> SOAL LATIHAN 1:
Menurut teks tentang selisih tagihan minyak goreng, berapa total tagihan yang diajukan oleh 54 pelaku usaha?

> TEKS YANG DIBERIKAN:

--------------------------------

Selisih Tagihan Minyak Goreng Rp338 M, Zulhas Minta BPK-BPKP Audit

CNN Indonesia
Selasa, 06 Jun 2023 13:20 WIB
Mendag Zulhas meminta BPK atau BPKP mengaudit utang minyak goreng lantaran ada selisih Rp338 milyar antara hitungan pemerintah dengan tagihan pengusaha.
Mendag Zulhas meminta BPK atau BPKP mengaudit utang minyak goreng lantaran ada selisih Rp338 milyar antara hitungan pemerintah dengan tagihan pengusaha. (CNN Indonesia/Adhi Wicaksono)
Jakarta, CNN Indonesia --

Menteri Perdagangan Zulkifli Hasan atau Zulhas mengatakan terdapat perbedaan antara klaim rafaksi minyak goreng yang diajukan pelaku usaha dengan jumlah yang terverifikasi. Karena itu, ia bakal meminta Badan Pemeriksa Keuangan (BPK) dan Badan Pengawasan Keuangan dan Pembangunan (BPKP) untuk mengaudit utang itu.

Tagihan yang diajukan 54 pelaku usaha sebesar Rp812 miliar. Sedangkan hasil verifikasi yang dilakukan surveyor yang ditunjuk Kementerian Perdagangan, PT Sucofindo, sebesar Rp474 miliar. Dengan begitu, terdapat perbedaan sebesar Rp338 miliar.

--------------------------------

> BAHAN TUGAS INI:
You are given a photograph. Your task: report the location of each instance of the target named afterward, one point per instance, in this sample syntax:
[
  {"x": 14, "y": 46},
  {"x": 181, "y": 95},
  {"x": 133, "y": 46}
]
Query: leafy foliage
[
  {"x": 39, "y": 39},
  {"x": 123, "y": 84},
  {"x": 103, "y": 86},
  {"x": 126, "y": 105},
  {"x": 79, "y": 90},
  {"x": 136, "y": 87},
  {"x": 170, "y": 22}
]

--------------------------------

> SOAL LATIHAN 2:
Tuliskan ulang semua catatan di atas tanpa mengubah satu karakter pun.

> JAWABAN BENAR 1:
Rp812 miliar.

> JAWABAN BENAR 2:
You are given a photograph. Your task: report the location of each instance of the target named afterward, one point per instance, in this sample syntax:
[
  {"x": 14, "y": 46},
  {"x": 181, "y": 95},
  {"x": 133, "y": 46}
]
Query: leafy foliage
[
  {"x": 39, "y": 39},
  {"x": 123, "y": 84},
  {"x": 103, "y": 86},
  {"x": 126, "y": 105},
  {"x": 79, "y": 90},
  {"x": 136, "y": 87},
  {"x": 170, "y": 22}
]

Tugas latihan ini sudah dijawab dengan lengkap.